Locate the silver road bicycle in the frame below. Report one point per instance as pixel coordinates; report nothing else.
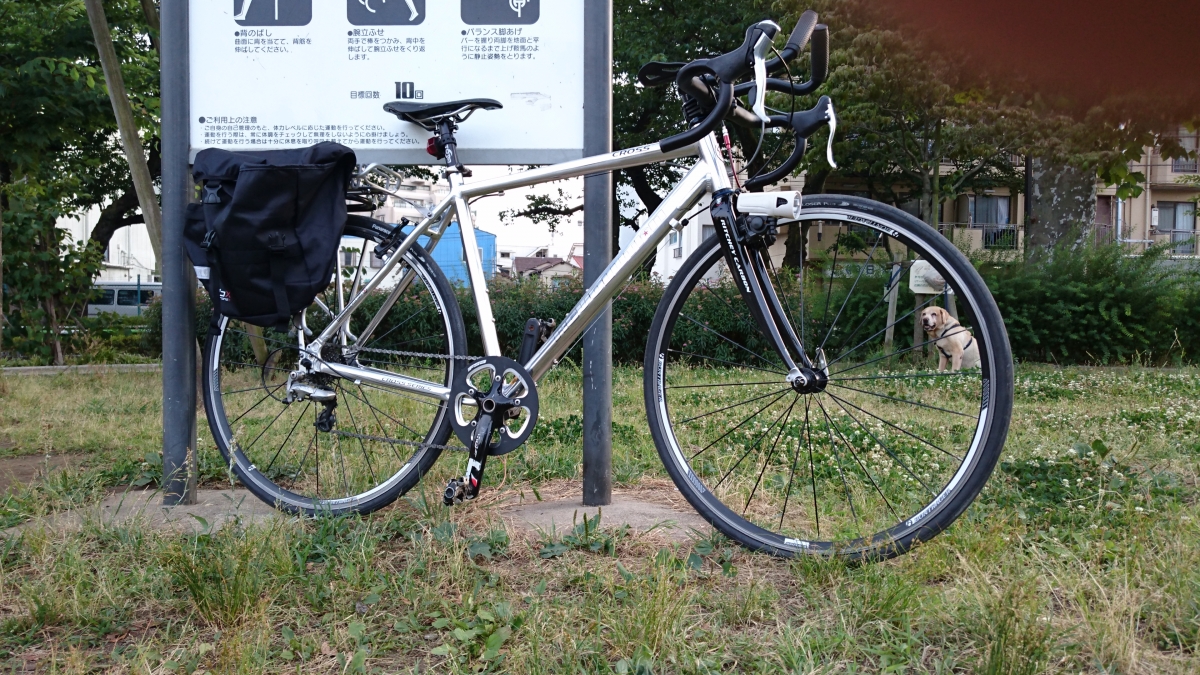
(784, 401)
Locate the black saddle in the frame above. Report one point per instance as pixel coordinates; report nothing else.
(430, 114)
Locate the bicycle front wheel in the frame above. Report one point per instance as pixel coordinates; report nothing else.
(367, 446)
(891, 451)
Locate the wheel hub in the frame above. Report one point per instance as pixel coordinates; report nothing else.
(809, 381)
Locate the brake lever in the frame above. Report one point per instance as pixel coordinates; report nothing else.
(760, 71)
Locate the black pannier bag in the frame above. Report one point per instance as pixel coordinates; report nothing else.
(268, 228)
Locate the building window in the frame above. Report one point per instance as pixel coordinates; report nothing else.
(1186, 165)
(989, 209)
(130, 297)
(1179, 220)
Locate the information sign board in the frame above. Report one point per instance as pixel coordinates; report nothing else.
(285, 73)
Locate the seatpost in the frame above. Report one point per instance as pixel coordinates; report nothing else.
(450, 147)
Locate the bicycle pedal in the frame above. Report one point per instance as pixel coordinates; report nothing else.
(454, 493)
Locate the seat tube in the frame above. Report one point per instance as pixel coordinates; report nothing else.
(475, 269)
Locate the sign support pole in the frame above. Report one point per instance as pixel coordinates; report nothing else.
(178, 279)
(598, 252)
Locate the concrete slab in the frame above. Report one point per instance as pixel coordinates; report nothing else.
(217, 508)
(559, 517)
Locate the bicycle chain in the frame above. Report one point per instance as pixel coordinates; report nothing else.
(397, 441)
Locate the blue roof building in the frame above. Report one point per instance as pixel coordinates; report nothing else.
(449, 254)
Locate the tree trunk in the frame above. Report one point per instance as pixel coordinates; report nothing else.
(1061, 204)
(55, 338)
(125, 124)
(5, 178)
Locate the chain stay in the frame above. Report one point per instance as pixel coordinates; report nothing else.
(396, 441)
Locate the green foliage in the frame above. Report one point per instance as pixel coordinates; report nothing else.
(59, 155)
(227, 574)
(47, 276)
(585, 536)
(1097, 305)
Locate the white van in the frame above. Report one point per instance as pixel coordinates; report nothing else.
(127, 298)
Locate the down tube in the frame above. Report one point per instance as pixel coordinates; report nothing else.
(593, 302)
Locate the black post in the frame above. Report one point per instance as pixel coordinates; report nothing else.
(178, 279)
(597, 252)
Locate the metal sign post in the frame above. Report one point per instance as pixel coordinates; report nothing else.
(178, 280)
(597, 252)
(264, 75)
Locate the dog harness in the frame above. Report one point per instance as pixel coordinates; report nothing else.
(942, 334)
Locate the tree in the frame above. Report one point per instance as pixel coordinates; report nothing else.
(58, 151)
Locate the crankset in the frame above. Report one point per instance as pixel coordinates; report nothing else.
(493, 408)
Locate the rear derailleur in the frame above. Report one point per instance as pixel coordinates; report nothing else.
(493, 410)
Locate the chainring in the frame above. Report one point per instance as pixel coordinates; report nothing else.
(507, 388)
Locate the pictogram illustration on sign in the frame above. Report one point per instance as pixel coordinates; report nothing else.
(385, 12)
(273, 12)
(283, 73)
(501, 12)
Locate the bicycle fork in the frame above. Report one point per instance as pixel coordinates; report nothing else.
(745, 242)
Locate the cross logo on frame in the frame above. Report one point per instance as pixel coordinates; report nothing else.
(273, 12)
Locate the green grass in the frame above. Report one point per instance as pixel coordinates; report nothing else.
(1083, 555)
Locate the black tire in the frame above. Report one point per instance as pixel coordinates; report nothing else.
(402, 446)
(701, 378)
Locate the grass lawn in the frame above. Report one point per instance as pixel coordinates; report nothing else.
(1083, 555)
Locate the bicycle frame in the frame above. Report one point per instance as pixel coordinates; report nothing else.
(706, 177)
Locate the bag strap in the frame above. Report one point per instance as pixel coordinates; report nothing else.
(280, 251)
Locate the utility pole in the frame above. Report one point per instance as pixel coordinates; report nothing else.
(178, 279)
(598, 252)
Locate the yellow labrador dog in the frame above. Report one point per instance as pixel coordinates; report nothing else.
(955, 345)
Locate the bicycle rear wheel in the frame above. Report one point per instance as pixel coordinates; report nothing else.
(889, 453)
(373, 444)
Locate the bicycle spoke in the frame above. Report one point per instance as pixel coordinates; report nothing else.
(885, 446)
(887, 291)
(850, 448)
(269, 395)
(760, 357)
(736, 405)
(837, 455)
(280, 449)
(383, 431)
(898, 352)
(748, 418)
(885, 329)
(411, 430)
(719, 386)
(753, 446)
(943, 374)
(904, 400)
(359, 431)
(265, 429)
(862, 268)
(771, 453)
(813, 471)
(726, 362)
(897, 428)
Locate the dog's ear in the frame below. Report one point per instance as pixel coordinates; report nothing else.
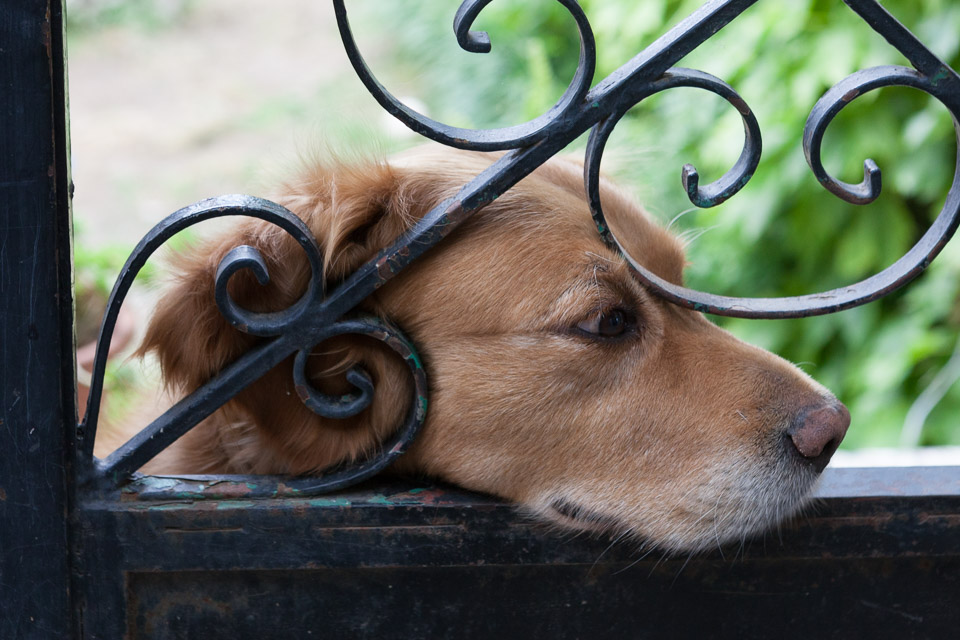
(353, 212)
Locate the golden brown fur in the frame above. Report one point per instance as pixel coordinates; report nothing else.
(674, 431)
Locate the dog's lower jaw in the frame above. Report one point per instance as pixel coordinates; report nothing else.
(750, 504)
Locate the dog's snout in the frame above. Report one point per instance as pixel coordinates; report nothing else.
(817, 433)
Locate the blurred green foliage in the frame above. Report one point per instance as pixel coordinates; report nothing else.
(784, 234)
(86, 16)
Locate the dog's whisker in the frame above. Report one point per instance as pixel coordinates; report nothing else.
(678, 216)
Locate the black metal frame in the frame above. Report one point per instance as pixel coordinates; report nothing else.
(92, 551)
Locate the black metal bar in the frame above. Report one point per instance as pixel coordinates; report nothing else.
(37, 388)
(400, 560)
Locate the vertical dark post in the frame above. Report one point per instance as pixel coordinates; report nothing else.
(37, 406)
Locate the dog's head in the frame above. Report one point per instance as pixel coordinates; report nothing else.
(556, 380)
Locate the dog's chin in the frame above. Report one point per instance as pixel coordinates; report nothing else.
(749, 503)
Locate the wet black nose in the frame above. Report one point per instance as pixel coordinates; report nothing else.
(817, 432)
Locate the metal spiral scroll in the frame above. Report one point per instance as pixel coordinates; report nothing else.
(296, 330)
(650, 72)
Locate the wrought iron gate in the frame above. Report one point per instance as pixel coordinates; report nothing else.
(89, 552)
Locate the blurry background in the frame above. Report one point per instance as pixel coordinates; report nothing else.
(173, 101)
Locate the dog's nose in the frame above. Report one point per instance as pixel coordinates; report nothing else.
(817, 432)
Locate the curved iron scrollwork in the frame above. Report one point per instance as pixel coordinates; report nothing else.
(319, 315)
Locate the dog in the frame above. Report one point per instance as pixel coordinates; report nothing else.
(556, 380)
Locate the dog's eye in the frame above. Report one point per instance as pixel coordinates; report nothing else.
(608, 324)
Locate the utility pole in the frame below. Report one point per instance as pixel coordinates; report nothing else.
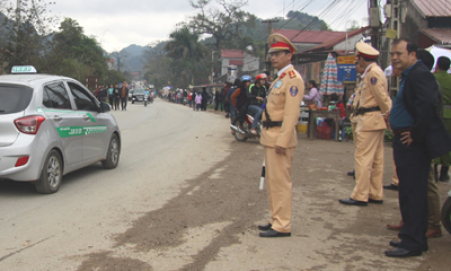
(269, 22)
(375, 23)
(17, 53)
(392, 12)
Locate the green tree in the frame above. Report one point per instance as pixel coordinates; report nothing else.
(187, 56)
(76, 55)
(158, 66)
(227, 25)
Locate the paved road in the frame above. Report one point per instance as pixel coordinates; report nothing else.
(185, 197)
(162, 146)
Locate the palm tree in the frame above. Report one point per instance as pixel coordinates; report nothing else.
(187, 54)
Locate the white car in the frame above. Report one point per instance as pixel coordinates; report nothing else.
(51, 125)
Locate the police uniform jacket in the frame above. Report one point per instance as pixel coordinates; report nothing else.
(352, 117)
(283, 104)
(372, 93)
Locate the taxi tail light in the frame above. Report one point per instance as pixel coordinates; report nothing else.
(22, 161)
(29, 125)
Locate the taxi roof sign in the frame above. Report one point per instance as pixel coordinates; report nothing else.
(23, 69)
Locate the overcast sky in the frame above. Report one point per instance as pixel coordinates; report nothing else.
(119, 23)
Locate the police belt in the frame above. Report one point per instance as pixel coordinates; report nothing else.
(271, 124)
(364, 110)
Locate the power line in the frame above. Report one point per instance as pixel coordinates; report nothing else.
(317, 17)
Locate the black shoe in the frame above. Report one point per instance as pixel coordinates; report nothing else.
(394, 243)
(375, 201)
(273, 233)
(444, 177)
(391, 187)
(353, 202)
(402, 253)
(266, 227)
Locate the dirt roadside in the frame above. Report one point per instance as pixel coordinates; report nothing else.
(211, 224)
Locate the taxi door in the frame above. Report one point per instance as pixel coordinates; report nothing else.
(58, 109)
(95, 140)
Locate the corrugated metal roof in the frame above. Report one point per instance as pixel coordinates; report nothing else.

——

(What you should do) The answer must be the lines from the one containing "Locate the police belt" to the final line of the data above, copied exactly, both included, with nothing added.

(Output of the exercise)
Locate the police belt in the frame above. Report one point per instance as pixel coordinates; report nothing else.
(271, 124)
(364, 110)
Locate the power line in the frame above. Report one point per instance as pixel coordinates; report nothing else.
(317, 17)
Locate the black shoe in the frame above. Report one point per instance as pixel coordinates; report nothing else.
(394, 243)
(375, 201)
(273, 233)
(444, 177)
(391, 187)
(353, 202)
(402, 253)
(266, 227)
Locate the dirt roadside in the frame above. Report one point per instance as pixel coordinates; report nothing else.
(211, 224)
Locate the taxi door in the frame above. Report one point per instance as pixel coordinates; report nothing else.
(58, 109)
(95, 140)
Locate the corrugated metal roof in the frame above. Report one point per instance as pixel coordinates; report nothing else.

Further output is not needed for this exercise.